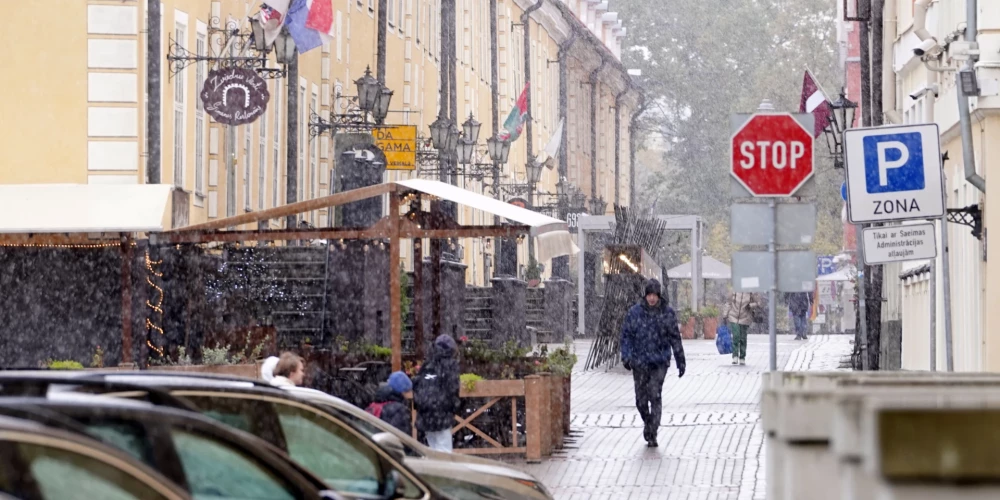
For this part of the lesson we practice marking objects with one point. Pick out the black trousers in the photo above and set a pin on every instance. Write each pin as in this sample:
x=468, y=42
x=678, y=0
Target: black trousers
x=648, y=380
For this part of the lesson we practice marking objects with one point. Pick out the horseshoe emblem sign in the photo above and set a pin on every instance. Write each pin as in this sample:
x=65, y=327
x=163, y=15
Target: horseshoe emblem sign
x=235, y=96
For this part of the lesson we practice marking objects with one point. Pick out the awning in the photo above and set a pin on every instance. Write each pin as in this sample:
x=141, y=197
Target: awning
x=711, y=269
x=552, y=236
x=82, y=208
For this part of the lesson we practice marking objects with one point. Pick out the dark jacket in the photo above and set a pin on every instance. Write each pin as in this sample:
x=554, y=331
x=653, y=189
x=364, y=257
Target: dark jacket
x=798, y=303
x=435, y=391
x=394, y=409
x=650, y=334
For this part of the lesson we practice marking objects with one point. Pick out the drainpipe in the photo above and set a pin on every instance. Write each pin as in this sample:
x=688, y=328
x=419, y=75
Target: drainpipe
x=965, y=120
x=526, y=25
x=593, y=128
x=618, y=140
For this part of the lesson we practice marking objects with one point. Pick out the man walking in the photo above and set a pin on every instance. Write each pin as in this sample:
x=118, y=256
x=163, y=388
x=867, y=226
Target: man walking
x=649, y=335
x=799, y=304
x=739, y=315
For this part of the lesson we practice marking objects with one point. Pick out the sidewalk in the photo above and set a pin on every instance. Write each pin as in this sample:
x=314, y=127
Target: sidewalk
x=711, y=443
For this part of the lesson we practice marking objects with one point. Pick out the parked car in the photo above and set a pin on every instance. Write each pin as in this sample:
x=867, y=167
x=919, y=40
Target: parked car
x=209, y=459
x=43, y=463
x=347, y=460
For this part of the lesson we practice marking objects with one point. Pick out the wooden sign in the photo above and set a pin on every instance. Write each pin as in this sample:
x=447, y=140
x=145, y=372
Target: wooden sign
x=399, y=144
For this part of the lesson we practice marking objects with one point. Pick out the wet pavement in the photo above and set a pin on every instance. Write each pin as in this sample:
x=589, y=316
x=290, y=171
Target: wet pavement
x=711, y=442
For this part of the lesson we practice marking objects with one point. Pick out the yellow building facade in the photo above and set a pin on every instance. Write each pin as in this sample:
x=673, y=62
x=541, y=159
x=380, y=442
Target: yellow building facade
x=77, y=112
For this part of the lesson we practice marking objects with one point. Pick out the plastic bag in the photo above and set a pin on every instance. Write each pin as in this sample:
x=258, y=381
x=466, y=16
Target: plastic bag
x=723, y=339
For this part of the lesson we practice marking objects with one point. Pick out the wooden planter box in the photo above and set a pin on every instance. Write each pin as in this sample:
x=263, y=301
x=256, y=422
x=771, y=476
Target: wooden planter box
x=709, y=326
x=687, y=329
x=543, y=410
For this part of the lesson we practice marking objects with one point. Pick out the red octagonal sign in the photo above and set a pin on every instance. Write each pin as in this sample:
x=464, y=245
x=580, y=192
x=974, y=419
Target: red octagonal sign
x=772, y=155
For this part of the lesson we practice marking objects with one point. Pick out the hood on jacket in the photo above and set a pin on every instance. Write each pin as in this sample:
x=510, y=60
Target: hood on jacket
x=267, y=368
x=385, y=393
x=445, y=345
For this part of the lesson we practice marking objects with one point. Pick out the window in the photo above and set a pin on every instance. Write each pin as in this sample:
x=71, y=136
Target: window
x=261, y=160
x=180, y=79
x=247, y=132
x=213, y=470
x=199, y=118
x=330, y=450
x=60, y=473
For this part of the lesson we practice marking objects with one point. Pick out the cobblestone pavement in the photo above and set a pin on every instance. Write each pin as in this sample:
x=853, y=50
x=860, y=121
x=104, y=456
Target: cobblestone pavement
x=711, y=442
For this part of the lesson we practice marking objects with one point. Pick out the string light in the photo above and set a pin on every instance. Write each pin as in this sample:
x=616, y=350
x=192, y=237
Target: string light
x=158, y=307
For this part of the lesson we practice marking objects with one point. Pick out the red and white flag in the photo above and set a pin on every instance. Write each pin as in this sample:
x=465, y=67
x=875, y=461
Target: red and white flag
x=320, y=17
x=815, y=101
x=272, y=16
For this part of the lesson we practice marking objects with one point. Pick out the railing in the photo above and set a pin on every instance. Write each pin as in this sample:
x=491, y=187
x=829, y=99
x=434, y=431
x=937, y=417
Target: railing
x=543, y=407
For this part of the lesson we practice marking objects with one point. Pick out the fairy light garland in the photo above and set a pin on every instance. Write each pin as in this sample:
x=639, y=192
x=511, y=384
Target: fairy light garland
x=158, y=307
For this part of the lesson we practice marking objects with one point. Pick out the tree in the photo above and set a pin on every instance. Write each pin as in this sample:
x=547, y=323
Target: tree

- Exercise
Leave out the pictures, and give all the records again exactly.

- Output for this exercise
For this part of the lesson we practice marking objects with one point. Pick out the black trousers in the photo above and set a pin on every instance. Write each pin as in this sample:
x=468, y=42
x=678, y=0
Target: black trousers
x=648, y=380
For this part of the lesson we practice marking objects with one point. Pick out the horseshoe emblem sign in the photo above and set a pin on every instance. Write each pin as in this sample:
x=65, y=327
x=163, y=15
Target: horseshoe emblem sign
x=235, y=96
For this part of the lesson we practice marking objects with one point. Pick out the awning in the photo above and set a pin on every instance. Write each pin as in this sample:
x=141, y=197
Target: awning
x=711, y=269
x=552, y=236
x=82, y=208
For this part of the lesson we practice marking objects with one point. Pick out the dark jacket in the photo above and set a pin on every instance. Write each pin as in this sample:
x=554, y=331
x=653, y=189
x=364, y=257
Target: dark jacket
x=798, y=303
x=435, y=391
x=394, y=409
x=650, y=334
For this part of the lesson we practice marking objects with one point. Pick out the drainpipe in the photo above and set a pin on every instance. Write each pin as in this sample:
x=688, y=328
x=419, y=75
Target: drainpipe
x=965, y=120
x=526, y=25
x=593, y=128
x=618, y=140
For this part of the lesson we practice marking objects with one point. Pick out the man walking in the photo above and set a pin on every instance. Write each pin as in this sample:
x=118, y=256
x=163, y=388
x=867, y=226
Target: man walking
x=649, y=335
x=799, y=304
x=739, y=315
For this part of the lesson we practice marking objects with one point. Pick out the sidewalk in the photo above and set a pin on every instance. Write each pin as in this sample:
x=314, y=127
Target: sidewalk
x=711, y=443
For this part of the lesson we practice marking objects with one point. Pick out the parked car in the photo above and set a pin on every instance. Write each pin as in this sample:
x=867, y=167
x=919, y=40
Target: parked car
x=209, y=459
x=43, y=463
x=347, y=460
For this part of the lesson we practice marking objects with one point. Pick out the wooden sign in the photo above and set a pin on every instance. Write each pin as in this sample:
x=447, y=140
x=145, y=372
Target: wooden sign
x=399, y=144
For this part of the lesson we practice marking objects with one point. Pick out the wet pavement in the photo above and set a pin on every instance. Write each pin as in this sample:
x=589, y=316
x=290, y=171
Target: wet pavement
x=711, y=442
For this part of the lesson we practice marking objects with one point. Pick out the yellow building facade in the photo above and set a pin on every instance. Write each pin as in this sample:
x=673, y=62
x=541, y=159
x=380, y=442
Target: yellow building facade
x=77, y=112
For this part of the lesson we practice marking objects with one point. Pick out the plastic bag in the photo above and set a pin on every instance. Write each pin as in this sample:
x=258, y=381
x=466, y=16
Target: plastic bag
x=723, y=339
For this part of the lesson we practice marking objects with one point. Pick out the wooden planter box in the photo above and set a pin on every instance. Write each pin as in this sample:
x=263, y=301
x=256, y=422
x=771, y=476
Target: wooden planter box
x=709, y=326
x=687, y=329
x=543, y=410
For this part of the lesson we practice marking objects with one point. Pick out the red octagonal sign in the photo above and set a pin on every instance. Write each pin as in this sample:
x=464, y=245
x=580, y=192
x=974, y=419
Target: red octagonal sign
x=772, y=155
For this part of the lesson we practice marking objects with one point. Pick out the hood on jacket in the photo above and set a pin on every instance. Write each pin as in this sample:
x=510, y=60
Target: hood on jacket
x=267, y=368
x=385, y=393
x=445, y=345
For this part of the lesson we practice marking objects with one point. Pick out the window in the photo above and set a pin on every instance. Write each pin as in this sample:
x=71, y=136
Target: window
x=261, y=160
x=180, y=79
x=247, y=132
x=213, y=470
x=199, y=118
x=330, y=450
x=60, y=473
For this part of the lesson we practice marking objects with one point. Pick out the cobblestone pavement in the photo above and set a pin on every instance. Write each pin as in this sample:
x=853, y=50
x=860, y=121
x=104, y=456
Target: cobblestone pavement
x=711, y=442
For this part of the lesson we practice marking objects with one point. Pick out the string light in the photo above and set a pin on every instance. Write each pin as in this sample:
x=616, y=350
x=192, y=237
Target: string light
x=158, y=307
For this part of the lesson we practice marking objects with one point. Pick out the red and white flag in the photo above and set a pin on every instance. Write each pin as in this sample:
x=465, y=67
x=875, y=461
Target: red and white flag
x=320, y=17
x=815, y=101
x=272, y=16
For this part of the lesson we practice marking objects with one point. Pick out the railing in the photo above and set a pin on every instance. Write each pin as in this sample:
x=491, y=187
x=829, y=99
x=434, y=431
x=937, y=417
Target: railing
x=543, y=407
For this part of the lesson we practice marking objects with one point. Pick out the fairy light garland in the photo above and set a pin on every instance. Write each pin as in this sample:
x=639, y=192
x=511, y=384
Target: fairy light garland
x=158, y=307
For this part of the lesson we practice marking objects with one point. Pick out the tree in the photo above and set a pin on every instance. Write each pin as in this sample:
x=547, y=323
Target: tree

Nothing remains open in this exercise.